=== Task details ===
Convert the part of the items that opens with the line containing "Target: shirt sleeve" and runs through the final line into a JSON list of strings, one string per line, with blank lines omitted.

Coordinate annotation records
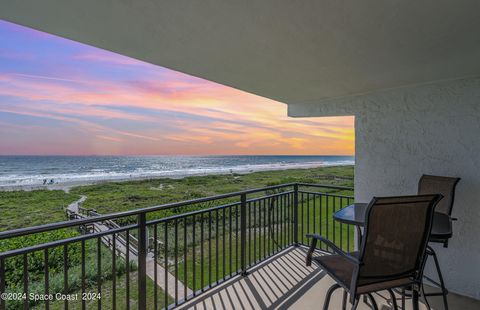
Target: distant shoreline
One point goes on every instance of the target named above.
(66, 186)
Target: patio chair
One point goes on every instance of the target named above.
(391, 254)
(431, 184)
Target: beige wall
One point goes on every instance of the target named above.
(403, 133)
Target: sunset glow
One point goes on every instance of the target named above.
(62, 97)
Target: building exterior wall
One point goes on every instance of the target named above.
(406, 132)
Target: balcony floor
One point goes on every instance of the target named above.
(284, 282)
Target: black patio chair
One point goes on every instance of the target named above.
(431, 184)
(391, 254)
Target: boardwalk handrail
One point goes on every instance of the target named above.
(280, 216)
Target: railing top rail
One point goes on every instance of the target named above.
(72, 223)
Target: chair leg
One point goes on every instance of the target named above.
(372, 300)
(440, 277)
(394, 299)
(329, 295)
(355, 303)
(344, 302)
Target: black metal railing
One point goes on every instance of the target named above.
(163, 256)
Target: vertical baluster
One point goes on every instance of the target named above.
(84, 304)
(243, 231)
(269, 225)
(142, 260)
(295, 213)
(2, 283)
(175, 251)
(217, 236)
(223, 243)
(328, 215)
(46, 273)
(236, 239)
(127, 274)
(185, 252)
(209, 248)
(25, 280)
(308, 213)
(277, 226)
(315, 220)
(341, 227)
(202, 266)
(284, 209)
(230, 240)
(194, 261)
(303, 217)
(264, 227)
(155, 267)
(165, 264)
(99, 272)
(254, 232)
(320, 202)
(334, 223)
(249, 222)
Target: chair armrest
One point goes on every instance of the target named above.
(330, 244)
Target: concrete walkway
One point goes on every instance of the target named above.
(73, 212)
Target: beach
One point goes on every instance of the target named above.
(64, 172)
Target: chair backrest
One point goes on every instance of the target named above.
(395, 237)
(432, 184)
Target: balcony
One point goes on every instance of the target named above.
(237, 250)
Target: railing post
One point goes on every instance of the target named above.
(243, 234)
(2, 283)
(295, 214)
(142, 261)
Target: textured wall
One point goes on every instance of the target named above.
(432, 129)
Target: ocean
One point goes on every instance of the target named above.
(18, 171)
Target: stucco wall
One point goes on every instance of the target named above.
(403, 133)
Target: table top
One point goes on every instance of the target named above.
(355, 214)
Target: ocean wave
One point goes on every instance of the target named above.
(174, 169)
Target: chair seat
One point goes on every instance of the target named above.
(341, 269)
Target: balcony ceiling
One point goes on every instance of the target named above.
(291, 51)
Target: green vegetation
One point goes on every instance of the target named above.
(20, 209)
(23, 209)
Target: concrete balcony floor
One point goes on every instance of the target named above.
(284, 282)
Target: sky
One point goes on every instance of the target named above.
(62, 97)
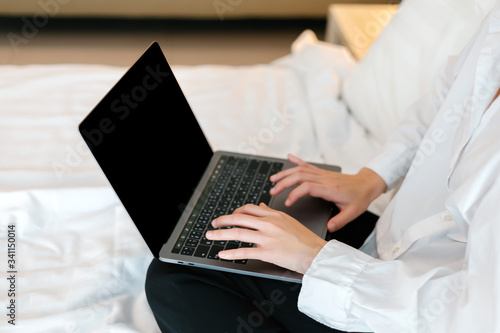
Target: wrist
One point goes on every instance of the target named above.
(373, 183)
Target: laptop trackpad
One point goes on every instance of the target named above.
(314, 213)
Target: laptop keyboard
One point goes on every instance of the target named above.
(236, 181)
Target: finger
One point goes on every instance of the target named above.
(296, 160)
(293, 179)
(240, 234)
(236, 220)
(240, 254)
(340, 220)
(301, 167)
(311, 188)
(253, 210)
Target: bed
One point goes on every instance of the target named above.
(77, 263)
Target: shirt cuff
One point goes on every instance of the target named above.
(326, 291)
(392, 164)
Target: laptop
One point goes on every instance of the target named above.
(147, 141)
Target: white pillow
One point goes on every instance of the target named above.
(405, 59)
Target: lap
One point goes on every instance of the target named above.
(189, 299)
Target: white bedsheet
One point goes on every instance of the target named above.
(80, 262)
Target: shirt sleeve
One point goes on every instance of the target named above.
(394, 161)
(348, 290)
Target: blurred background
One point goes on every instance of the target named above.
(191, 32)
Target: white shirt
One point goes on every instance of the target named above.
(433, 261)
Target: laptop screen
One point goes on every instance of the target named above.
(149, 145)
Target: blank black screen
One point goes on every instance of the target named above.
(149, 145)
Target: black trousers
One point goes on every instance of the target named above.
(189, 299)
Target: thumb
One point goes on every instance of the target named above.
(345, 216)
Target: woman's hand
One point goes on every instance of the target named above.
(279, 238)
(351, 193)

=== Result for this exercise ===
[
  "Target: shirt sleeve",
  "One point goes on every instance of the target named above.",
  "(394, 161)",
  "(348, 290)",
  "Target: blurred background",
  "One point goes on every instance of the target named above.",
  "(191, 32)",
  "Target: white shirt",
  "One point goes on every instance of the target named above.",
  "(433, 261)",
  "Target: laptop screen",
  "One point goes on every instance of the target named above.",
  "(149, 145)",
  "Target: blank black screen",
  "One point goes on every instance of the target named above.",
  "(149, 145)",
  "Target: black trousers",
  "One point goes on every instance of the target named above.",
  "(189, 299)",
  "Target: thumb",
  "One point goes on every instance of the target named above.",
  "(345, 216)",
  "Target: woman's hand",
  "One point goes on every instance of the target named above.",
  "(279, 238)",
  "(351, 193)"
]